Rewrite these lines with every "Annotate" changed to "Mark", keeping everything else the same.

Excerpt from a dataset
____________________
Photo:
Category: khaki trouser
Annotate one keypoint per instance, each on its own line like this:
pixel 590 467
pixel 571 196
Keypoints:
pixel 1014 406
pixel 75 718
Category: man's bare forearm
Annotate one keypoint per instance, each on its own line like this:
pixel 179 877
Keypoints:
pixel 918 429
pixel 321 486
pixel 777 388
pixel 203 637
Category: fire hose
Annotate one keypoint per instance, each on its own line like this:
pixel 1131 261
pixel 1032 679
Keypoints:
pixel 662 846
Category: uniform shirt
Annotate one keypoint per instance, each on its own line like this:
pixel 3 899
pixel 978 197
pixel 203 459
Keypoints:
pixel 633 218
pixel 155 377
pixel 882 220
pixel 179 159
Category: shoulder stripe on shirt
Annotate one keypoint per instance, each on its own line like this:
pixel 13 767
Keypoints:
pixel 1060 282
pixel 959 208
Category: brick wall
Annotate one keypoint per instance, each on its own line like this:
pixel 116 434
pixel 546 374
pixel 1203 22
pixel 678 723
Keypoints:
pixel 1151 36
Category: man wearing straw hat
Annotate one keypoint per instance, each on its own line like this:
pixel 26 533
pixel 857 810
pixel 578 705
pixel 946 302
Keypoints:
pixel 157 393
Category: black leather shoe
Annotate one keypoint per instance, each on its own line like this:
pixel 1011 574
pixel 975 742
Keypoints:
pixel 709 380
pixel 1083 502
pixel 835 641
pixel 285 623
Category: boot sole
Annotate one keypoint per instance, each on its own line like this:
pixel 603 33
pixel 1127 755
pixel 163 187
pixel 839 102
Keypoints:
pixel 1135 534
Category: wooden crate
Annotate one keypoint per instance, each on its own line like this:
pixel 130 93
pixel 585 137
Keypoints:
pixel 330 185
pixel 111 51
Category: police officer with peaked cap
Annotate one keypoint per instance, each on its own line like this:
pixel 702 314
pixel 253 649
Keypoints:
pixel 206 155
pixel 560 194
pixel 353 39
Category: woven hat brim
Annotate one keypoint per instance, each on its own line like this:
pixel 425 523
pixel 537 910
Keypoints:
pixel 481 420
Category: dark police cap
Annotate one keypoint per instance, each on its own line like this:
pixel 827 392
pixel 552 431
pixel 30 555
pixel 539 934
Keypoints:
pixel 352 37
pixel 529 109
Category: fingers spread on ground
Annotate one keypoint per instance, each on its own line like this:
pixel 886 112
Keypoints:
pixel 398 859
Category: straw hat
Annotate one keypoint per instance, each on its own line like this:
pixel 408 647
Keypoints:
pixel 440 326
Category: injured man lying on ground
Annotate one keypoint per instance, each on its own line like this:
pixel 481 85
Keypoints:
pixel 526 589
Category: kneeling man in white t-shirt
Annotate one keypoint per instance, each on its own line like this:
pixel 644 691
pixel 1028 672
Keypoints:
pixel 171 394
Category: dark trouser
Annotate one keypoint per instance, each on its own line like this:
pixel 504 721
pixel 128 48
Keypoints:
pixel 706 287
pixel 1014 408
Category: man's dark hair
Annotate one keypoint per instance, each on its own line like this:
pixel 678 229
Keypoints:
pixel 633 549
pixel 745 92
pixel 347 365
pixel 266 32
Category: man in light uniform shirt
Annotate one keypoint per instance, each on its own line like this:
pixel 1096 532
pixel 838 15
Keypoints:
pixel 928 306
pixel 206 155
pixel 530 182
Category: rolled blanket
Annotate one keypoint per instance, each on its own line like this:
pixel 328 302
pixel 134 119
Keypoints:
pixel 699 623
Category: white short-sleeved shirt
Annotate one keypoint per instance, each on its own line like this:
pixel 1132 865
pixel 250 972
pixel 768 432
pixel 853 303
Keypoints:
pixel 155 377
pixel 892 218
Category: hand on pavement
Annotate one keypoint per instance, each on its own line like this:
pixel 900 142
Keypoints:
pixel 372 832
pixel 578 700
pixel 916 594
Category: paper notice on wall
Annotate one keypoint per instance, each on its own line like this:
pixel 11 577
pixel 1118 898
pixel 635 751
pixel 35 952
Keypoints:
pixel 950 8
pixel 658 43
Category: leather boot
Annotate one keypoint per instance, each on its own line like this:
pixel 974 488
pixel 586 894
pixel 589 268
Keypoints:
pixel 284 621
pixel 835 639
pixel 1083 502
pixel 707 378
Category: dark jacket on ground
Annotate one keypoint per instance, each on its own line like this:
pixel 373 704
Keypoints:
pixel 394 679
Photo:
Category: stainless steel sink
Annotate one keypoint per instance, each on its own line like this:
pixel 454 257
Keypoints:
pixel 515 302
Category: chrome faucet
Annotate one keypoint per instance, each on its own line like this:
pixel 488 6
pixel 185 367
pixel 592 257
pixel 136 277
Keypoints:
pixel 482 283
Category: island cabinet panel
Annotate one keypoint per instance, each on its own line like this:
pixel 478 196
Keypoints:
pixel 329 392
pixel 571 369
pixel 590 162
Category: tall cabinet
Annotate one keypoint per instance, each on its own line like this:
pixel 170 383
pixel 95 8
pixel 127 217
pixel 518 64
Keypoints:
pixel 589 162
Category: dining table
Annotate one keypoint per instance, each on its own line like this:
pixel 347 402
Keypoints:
____________________
PROBLEM SOLUTION:
Photo:
Category: khaki trouser
Mark one keypoint per instance, each on its own line like this:
pixel 590 467
pixel 571 196
Keypoints:
pixel 1014 406
pixel 75 718
Category: man's bare forearm
Mark one keypoint per instance, each on its own line like this:
pixel 179 877
Keypoints:
pixel 918 429
pixel 321 486
pixel 777 388
pixel 203 637
Category: fire hose
Mark one keypoint per instance, each on its own line like this:
pixel 1131 261
pixel 1032 679
Keypoints:
pixel 662 846
Category: uniform shirt
Mark one keypoint per instance, each on its own line like this:
pixel 3 899
pixel 978 197
pixel 203 459
Keypoints:
pixel 633 218
pixel 155 377
pixel 882 220
pixel 179 159
Category: shoulder stripe on shirt
Mark one keypoint per instance, each on its own line like this:
pixel 13 767
Keypoints:
pixel 1060 282
pixel 959 208
Category: brick wall
Mark one keypoint per instance, each on its own line like this:
pixel 116 434
pixel 546 374
pixel 1203 22
pixel 678 723
Keypoints:
pixel 1151 36
Category: man wearing straw hat
Mark one keypoint per instance, each on its own line like this:
pixel 26 533
pixel 857 810
pixel 578 705
pixel 946 302
Keypoints:
pixel 157 393
Category: black leather shoe
Mark one keypoint per instance, each on its own line like this:
pixel 1011 574
pixel 975 742
Keypoints:
pixel 709 380
pixel 1083 502
pixel 835 641
pixel 285 623
Category: boot sole
Mark one keypoint per instance, each on its own line like this:
pixel 603 33
pixel 1127 755
pixel 163 187
pixel 839 102
Keypoints:
pixel 1135 534
Category: wooden crate
Mark one keypoint per instance, each on its own line like this:
pixel 130 93
pixel 585 137
Keypoints:
pixel 330 185
pixel 111 51
Category: police officer with peaked cap
Mark one keypoint per instance, each on its own line like this:
pixel 702 314
pixel 253 649
Keypoints:
pixel 206 155
pixel 560 194
pixel 353 39
Category: woven hat brim
Mark one keypoint per instance, each on its own line like this:
pixel 425 523
pixel 537 910
Keypoints:
pixel 481 420
Category: dark police cap
Mark one keypoint per instance, each on its own line like this:
pixel 827 392
pixel 552 431
pixel 30 555
pixel 539 934
Keypoints:
pixel 352 37
pixel 529 109
Category: fingers spread on ground
Mark one keypoint per instance, each on its own line like this:
pixel 886 112
Keypoints:
pixel 398 859
Category: straw hat
Mark one keypoint per instance, each on its own line like this:
pixel 408 647
Keypoints:
pixel 440 326
Category: injured man lying on ground
Mark one keypoint per instance, each on its own line like this:
pixel 481 85
Keypoints:
pixel 526 589
Category: kneeling man in white t-shirt
Mark one keypoint per instance, each on its own line like this:
pixel 644 691
pixel 1028 672
Keypoints:
pixel 171 394
Category: dark trouser
Mark one keypoint per instance, each on its own line like this:
pixel 504 721
pixel 128 48
Keypoints:
pixel 706 287
pixel 1014 408
Category: man's dark hair
Mark one keypoint per instance, each on its own line like this:
pixel 678 229
Keypoints:
pixel 633 549
pixel 745 92
pixel 347 365
pixel 266 32
Category: man in light uniform shirt
Mark one keypoint per instance, each on its own line like this:
pixel 1096 532
pixel 838 15
Keypoints:
pixel 928 306
pixel 206 155
pixel 530 182
Category: rolled blanket
Mark one keypoint per instance, each on its own line like this:
pixel 328 302
pixel 134 119
Keypoints:
pixel 699 623
Category: white short-sleeved shirt
Mark one keypoint per instance, each on its own line like this:
pixel 1132 865
pixel 250 972
pixel 768 432
pixel 853 303
Keypoints:
pixel 155 377
pixel 892 218
Category: hand on pavement
Mark one keypoint per instance, each on its own line like this:
pixel 900 142
Keypoints:
pixel 372 832
pixel 578 700
pixel 916 594
Category: paper notice on wall
Mark one keypoint per instance, each on its own line like this:
pixel 11 577
pixel 1118 898
pixel 635 751
pixel 35 952
Keypoints:
pixel 950 8
pixel 658 43
Category: leather boot
Mark one keypoint per instance, each on its own line like this:
pixel 974 488
pixel 586 894
pixel 589 268
Keypoints:
pixel 284 621
pixel 835 639
pixel 1083 502
pixel 707 378
Category: dark jacket on ground
Mark one keypoint per instance, each on its own line like this:
pixel 373 704
Keypoints:
pixel 394 679
Photo:
Category: stainless steel sink
Mark one keypoint per instance, each on its own line like this:
pixel 454 257
Keypoints:
pixel 515 302
Category: chrome faucet
Mark one keypoint per instance, each on its own line like this:
pixel 488 6
pixel 185 367
pixel 592 257
pixel 136 277
Keypoints:
pixel 482 283
Category: island cabinet panel
Mark one keypoint per instance, each on its own line like this:
pixel 478 196
Keypoints:
pixel 329 392
pixel 571 369
pixel 590 162
Category: tall cabinet
Mark one keypoint per instance, each on its own line like this:
pixel 170 383
pixel 95 8
pixel 127 217
pixel 518 64
Keypoints:
pixel 589 162
Category: dining table
Mark one keypoint per instance, each on its own line like this:
pixel 347 402
Keypoints:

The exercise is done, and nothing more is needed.